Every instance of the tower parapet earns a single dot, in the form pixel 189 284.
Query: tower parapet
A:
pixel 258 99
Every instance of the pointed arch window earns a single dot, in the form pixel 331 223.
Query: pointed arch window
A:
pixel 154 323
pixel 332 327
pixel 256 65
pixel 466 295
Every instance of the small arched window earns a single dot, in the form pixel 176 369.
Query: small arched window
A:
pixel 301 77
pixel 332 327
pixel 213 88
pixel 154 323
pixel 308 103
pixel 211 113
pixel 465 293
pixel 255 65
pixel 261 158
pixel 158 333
= = =
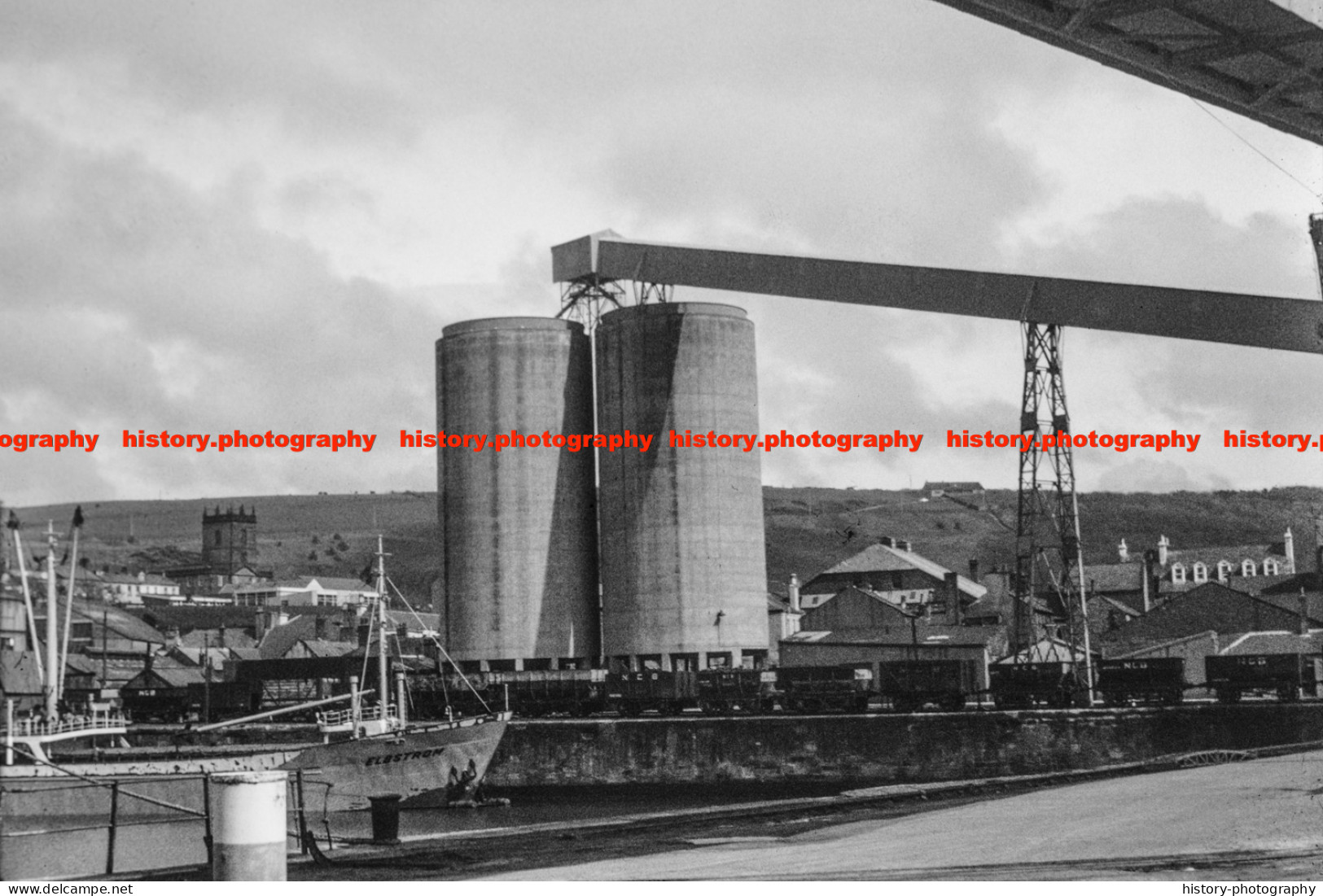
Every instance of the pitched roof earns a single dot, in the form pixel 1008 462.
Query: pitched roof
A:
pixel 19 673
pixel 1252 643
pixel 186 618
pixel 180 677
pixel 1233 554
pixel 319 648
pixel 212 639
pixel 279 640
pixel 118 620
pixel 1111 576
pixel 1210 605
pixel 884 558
= = =
• [Assignment]
Wherever the word "parapet" occurs in a line of the listing, copy that line.

• [Response below]
Every instance of the tower parapet earns a single dot, in the form pixel 189 284.
Query: tower parapet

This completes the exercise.